__TEXTO FORNECIDO__
=-=-=
Quando Sacchi e os jogadores se fartaram uns dos outros, Berlusconi voltou a demonstrar ter olho e resgatou o treinador das reservas, um tal de Fabio Capello, para dar continuidade ao legado anterior. Entre os dois treinadores o Milan viveu oito anos em que foi, indiscutivelmente, a melhor equipa do mundo. Três titulos continentais, quatro Scudettos, duas Coppa Italia e uma coleção de momentos e jogadores para a posteridade. Depois de um breve interregno, Berlusconi recuperou o seu faro e encontrou em Ancelotti, um treinador desprezado pela Juventus, um digno sucessor dos anteriores, para guiar o seu projecto à sua última etapa dourada. Mas mais do que vencer em campo, Berlusconi desenhou o que se passava fora dele.
Sua foi a primeira ideia de uma Superliga, um torneio que se dividiria em quatro divisões - uma Premier League seguida de três divisões regionais - que substituiria a Taça dos Campeões Europeus, tal como tinha idealizado Hanot anos antes. Depois de ver como Real Madrid e Napoli, campeões dos dois torneios mais importantes da Europa, eram forçados a jogar um contra o outro na primeira eliminatória da Taça dos Campeões de 1988, entendeu que não fazia sentido nenhum que um clube gigante ficasse fora tão cedo da prova mais importante do ano. Graças aos seus protestos a UEFA foi forçada a criar o sistema de coficientes para definir cabeças de serie, até então inexistente. A Superliga não avançou tal como Berlusconi pretendia mas grande parte das suas ideias foram apoiadas por outros Presidentes, como Ramon Mendoza do Real Madrid, e serviram de base para a Champions League, um projecto que tinha tanto de futebol como de publicidade e televisão, as duas áreas que Berlusconi conhecia melhor do que ninguém. Foi também graças a pressões do magnate que a UEFA acabou por ceder e foi permitindo ampliar as vagas por países, a única forma que Berlusconi tinha de garantir que o seu Milan competiria sempre na prova, independentemente de vencer ou não o Scudetto.
=-=-=
__INSTRUÇÕES DA TAREFA__
Escreve a continuação do texto sobre Berlusconi e o Milan, começando logo a seguir à última frase apresentada.
=-=-=
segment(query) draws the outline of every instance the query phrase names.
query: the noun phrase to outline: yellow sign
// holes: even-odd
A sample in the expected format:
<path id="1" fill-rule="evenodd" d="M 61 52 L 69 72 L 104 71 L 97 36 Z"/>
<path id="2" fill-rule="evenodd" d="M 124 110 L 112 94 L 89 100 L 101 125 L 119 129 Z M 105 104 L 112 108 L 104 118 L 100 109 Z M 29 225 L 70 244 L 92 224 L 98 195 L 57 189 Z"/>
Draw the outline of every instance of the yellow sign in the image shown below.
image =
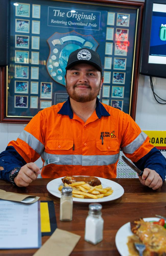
=-=-=
__RESPOSTA À TAREFA__
Paralelamente, Berlusconi foi o primeiro dono de um clube a acreditar na ideia dos super-planteis, tão de moda hoje em dia. Quando ainda só se permitiam jogar três futebolistas estrangeiros, Berlusconi montou uma constelação de estrelas que oferecia ao treinador de então, Fabio Capello, uma lista infinita de jogadores de sonho, fossem eles van Basten, Rijkaard, Gullit, Papin, Savicevic, Boban ou Brian Laudrup. O plantel do Milan da temporada 1992/93 ainda é, hoje em dia, talvez o mais forte da história. Essa decisão abriu os olhos a outros clubes e ajudou a aumentar as pressões sobre as federações sobre a decisão de abolir o limite de jogador estrangeiros, que tomou forma em 1995. Para cumprir com a normativa comunitária, o limite passou a ser apenas para jogadores nascidos fora do espaço ocupado pelos países da União Europeia. Berlusconi foi também o primeiro presidente a aproveitar-se da lei Bosman, entendendo antes que todos que o poder de negociação tinha mudado e os jogadores tinham agora uma palavra a dizer. Derrotado em campo pelo Ajax, venceu-o nas mesas de negociação convencendo Edgard Davids - e mais tarde Reiziger e Kluivert - a sairem de Amsterdão a custo zero para vestir a camisola dos rossoneri.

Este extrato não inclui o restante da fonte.